### Travail à faire
1 – Recopiez fidèlement le passage du texte sur le décor de Chabal-Dussurgey, depuis « Mais, bien sûr, c’est » jusqu'à « 6100 à 6103) ».
2 – Relevez tous les noms de personnes qui figurent dans l'inventaire au 31 mai 1867 cité dans le texte sur le décor de Chabal-Dussurgey.

### Texte du document
▶

L’ambition de la manufacture est de mettre sur le marché un décor qui, certes, lui vaudrait la récompense espérée, mais surtout, se révélerait rentable, à la différence des réalisations de Desfossé en 1855, souvent rappelées comme contre-exemple dans les échanges de courrier2181.

L’artiste ignore aussi les exigences techniques du dessin pour le papier peint :

‘Je ne parle même pas des difficultés résultant pour la gravure du mode de peinture trop libre, pas assez net pour être imité sûrement à l’impression, des marches de couleurs interverties presque p. chaque bouquet, enfin de tous les inconvéniens résultant de l’ignorance de n/ fabrication 2182 .

C’est en particulier le cas pour les fleurs où Chabal a multiplié l’infini les tons contrairement à ses engagements :

‘Il avait accepté si nettement les limites de planches fixées pour chaque bouquet que nous devions compter sur un travail beaucoup plus simple et comme peinture et comme gravure.’

Mais, bien sûr, c’est le prix qui pose problème : Chabal a des prix d’artiste, non de dessinateur. Nous ignorons sa première proposition, qu’il a refusée de faire avant de commencer. Mais, lors de l’inventaire au 31 mai 1867 apparaît la mention suivante :

‘Tapisserie Gobelins de Chabal (n° 6100 à 6103)
Payement à M Chabal 7000
Emballage & port des panneaux 200
Gravure des 712 à 720 planches 2200
Bois des planches 1440
Mise sur bois
10 mois M. Bochter & gratification
11 semaines M. Walter 2300
2 Lithographies par M. Siméon 380
13520’

La somme payée à l’artiste est énorme et témoigne du talent reconnu de Chabal-Dussurgey : elle est de loin supérieure à tout ce que Zuber a jamais payé à un dessinateur, de décor certes mais aussi de panoramique ou de tableau : les Zones, le plus cher des panoramiques, a été payé 5000 francs pour 31 lés, alors qu’ici, on est devant un décor relativement simple qui n’exige qu’un nombre réduit d’éléments pour l’essentiel ornementaux : le nombre de planches le prouve, 720 planches contre 2047 pour le panoramique, près de trois fois moins. Et jusqu’alors, jamais la manufacture n’avait dépensé plus de 1000 francs pour le dessin d’un décor.

Ce n’est donc pas un hasard, dans ces conditions, si la lithographie du décor, seul exemple de toute l’histoire du papier peint, fasse référence de façon explicite au dessinateur : Décoration à panneaux de tapisserie Gobelins exécutée d’après Chabal-Dussurgey.

◀

### Données fournies
▶

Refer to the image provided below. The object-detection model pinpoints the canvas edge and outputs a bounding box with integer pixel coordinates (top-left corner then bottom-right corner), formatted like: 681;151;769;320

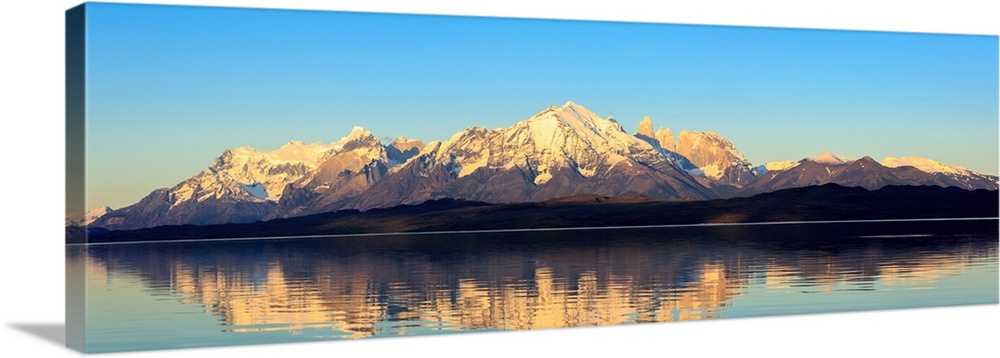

◀

### Corrigé des exercices
1 –
Mais, bien sûr, c’est le prix qui pose problème : Chabal a des prix d’artiste, non de dessinateur. Nous ignorons sa première proposition, qu’il a refusée de faire avant de commencer. Mais, lors de l’inventaire au 31 mai 1867 apparaît la mention suivante :

‘Tapisserie Gobelins de Chabal (n° 6100 à 6103)

2 – Chabal, Bochter, Walter, Siméon